- [What the task requires]:
Please extract the portion of the starTracer walkthrough starting at "2 Bio_type level" and ending at "as input features...".

- [Supplied passage]:
To analysis the performance of starTracer at different annotation levels, we use the PFC data, with different annotation data:

  1. BioType:Neuron(Exc, Inh),Astro,Micro…

  2. Major_clust:Layer cluster: L2/3 ET…

  3. Sub_clsut: L2/3 ET-1; L2/3 ET-2…

1 load data

UMAP plot of the data from Human Prefrontal Cortex

Idents(snRNA.hpfc.sct) <- snRNA.hpfc.sct$major_clust
DimPlot(snRNA.hpfc.sct,group.by = "major_clust") + scale_color_manual(values = viridis::viridis(length(unique(Idents(snRNA.hpfc.sct)))))

Different Cluster Levels

The first level is the BioType, includes astrocyes, oligodendroglia, microglias, OPC, projection neuron and Inter-neuron.

to view on UMAP

Idents(snRNA.hpfc.sct) <- snRNA.hpfc.sct$bio_clust
p <- DimPlot(snRNA.hpfc.sct,group.by = "bio_clust") + scale_color_manual(values = viridis::rocket(length(unique(Idents(snRNA.hpfc.sct))))) + theme_void()
p

the second level is the major_clust

Idents(snRNA.hpfc.sct) <- snRNA.hpfc.sct$major_clust
p <- DimPlot(snRNA.hpfc.sct,group.by = "major_clust") + scale_color_manual(values = viridis::viridis(length(unique(Idents(snRNA.hpfc.sct))))) + theme_void()
p

the third level is sub_clust

Idents(snRNA.hpfc.sct) <- snRNA.hpfc.sct$sub_clust
p <- DimPlot(snRNA.hpfc.sct,group.by = "sub_clust") + scale_color_manual(values = viridis::viridis(80)[10:76]) + theme_void()
p

2 Bio_type level

starTracer’s result

starTracer’s result, we set thresh.1 = 0.5

#here we will calculate 2 results, find the top 5 and top 3 marker genes, respectively.
#Top 5 marker genes will be used to measure the specificity:
Idents(snRNA.hpfc.sct) <- snRNA.hpfc.sct$bio_clust
out.Star.Biotye <- starTracer::searchMarker(snRNA.hpfc.sct,thresh.1 = 0.5,thresh.2 = 0.5,method = "del_MI",num = 5,gene.use = "HVG")
## using Astro, Oligo, IN, OPC, PN, Micro as ident...
## using HVG as input features...

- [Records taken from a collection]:

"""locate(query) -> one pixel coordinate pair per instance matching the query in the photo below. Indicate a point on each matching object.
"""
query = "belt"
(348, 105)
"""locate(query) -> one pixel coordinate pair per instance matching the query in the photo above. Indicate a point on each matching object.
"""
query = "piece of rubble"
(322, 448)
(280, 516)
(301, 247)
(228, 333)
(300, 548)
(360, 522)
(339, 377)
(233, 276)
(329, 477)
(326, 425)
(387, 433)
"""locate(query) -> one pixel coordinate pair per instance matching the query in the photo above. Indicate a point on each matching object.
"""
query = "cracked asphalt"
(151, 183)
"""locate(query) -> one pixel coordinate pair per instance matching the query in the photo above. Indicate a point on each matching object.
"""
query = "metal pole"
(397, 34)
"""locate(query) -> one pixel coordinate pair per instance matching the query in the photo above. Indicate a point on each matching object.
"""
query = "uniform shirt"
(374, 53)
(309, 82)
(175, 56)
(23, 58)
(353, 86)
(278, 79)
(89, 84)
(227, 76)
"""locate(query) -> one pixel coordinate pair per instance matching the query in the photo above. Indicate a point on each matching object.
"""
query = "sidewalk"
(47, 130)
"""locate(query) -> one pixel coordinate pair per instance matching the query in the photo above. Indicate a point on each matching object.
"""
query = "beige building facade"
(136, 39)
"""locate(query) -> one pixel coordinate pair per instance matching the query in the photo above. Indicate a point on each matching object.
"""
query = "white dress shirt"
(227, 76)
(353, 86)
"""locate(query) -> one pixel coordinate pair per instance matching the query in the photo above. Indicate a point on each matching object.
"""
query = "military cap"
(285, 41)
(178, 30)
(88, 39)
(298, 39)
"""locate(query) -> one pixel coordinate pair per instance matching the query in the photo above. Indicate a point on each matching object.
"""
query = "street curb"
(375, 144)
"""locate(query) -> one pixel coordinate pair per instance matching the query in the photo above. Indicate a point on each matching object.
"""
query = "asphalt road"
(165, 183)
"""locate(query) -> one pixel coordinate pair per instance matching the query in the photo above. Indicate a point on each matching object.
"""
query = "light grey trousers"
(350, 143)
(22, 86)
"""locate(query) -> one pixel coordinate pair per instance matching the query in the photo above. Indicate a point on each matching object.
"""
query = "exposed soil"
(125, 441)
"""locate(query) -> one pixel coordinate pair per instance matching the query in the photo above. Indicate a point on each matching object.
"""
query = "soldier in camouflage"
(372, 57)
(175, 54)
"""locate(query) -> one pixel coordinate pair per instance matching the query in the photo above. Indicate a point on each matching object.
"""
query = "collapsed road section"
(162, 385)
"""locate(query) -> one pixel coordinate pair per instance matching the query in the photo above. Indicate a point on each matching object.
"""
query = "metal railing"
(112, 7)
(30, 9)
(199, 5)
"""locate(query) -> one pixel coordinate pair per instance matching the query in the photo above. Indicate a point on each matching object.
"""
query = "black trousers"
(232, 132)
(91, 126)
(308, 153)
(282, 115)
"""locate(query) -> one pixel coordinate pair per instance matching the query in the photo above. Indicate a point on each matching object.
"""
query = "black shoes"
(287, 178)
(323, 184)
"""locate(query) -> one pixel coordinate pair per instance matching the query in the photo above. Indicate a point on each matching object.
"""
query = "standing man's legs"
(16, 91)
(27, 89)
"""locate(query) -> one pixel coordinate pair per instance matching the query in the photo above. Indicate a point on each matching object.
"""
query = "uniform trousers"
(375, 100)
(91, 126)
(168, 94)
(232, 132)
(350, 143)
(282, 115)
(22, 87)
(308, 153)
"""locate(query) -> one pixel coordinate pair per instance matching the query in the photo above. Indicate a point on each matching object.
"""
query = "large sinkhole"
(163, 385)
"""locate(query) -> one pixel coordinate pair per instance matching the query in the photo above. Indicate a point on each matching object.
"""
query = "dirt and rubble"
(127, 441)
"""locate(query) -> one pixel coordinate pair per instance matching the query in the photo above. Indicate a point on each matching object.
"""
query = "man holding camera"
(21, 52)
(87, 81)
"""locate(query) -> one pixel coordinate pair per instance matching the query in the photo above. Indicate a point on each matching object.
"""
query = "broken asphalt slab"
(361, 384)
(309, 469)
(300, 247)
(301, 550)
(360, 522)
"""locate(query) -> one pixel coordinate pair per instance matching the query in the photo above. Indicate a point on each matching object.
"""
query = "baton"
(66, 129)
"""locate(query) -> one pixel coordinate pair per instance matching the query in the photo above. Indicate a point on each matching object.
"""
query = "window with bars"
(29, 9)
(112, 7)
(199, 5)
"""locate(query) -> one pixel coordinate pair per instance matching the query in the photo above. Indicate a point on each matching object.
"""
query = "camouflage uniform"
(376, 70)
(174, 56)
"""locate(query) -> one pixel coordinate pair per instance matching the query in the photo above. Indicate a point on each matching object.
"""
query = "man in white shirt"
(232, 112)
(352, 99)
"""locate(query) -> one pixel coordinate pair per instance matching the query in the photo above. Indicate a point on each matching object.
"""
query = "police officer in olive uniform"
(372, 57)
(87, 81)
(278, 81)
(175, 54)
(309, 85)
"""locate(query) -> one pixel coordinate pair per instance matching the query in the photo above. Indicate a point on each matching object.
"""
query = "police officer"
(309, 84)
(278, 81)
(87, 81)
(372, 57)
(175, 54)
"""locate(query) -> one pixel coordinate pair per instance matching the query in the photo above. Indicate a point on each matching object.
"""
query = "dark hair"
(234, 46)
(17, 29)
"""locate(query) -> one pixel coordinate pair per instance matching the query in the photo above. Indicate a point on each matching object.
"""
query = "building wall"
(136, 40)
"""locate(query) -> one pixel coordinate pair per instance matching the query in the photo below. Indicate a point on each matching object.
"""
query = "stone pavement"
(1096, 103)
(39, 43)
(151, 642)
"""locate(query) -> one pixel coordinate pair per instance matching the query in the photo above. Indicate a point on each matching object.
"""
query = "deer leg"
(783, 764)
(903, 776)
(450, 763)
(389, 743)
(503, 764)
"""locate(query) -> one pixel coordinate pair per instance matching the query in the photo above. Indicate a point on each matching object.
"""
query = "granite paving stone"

- [Exercise answer]:
2 Bio_type level

starTracer’s result

starTracer’s result, we set thresh.1 = 0.5

#here we will calculate 2 results, find the top 5 and top 3 marker genes, respectively.
#Top 5 marker genes will be used to measure the specificity:
Idents(snRNA.hpfc.sct) <- snRNA.hpfc.sct$bio_clust
out.Star.Biotye <- starTracer::searchMarker(snRNA.hpfc.sct,thresh.1 = 0.5,thresh.2 = 0.5,method = "del_MI",num = 5,gene.use = "HVG")
## using Astro, Oligo, IN, OPC, PN, Micro as ident...
## using HVG as input features...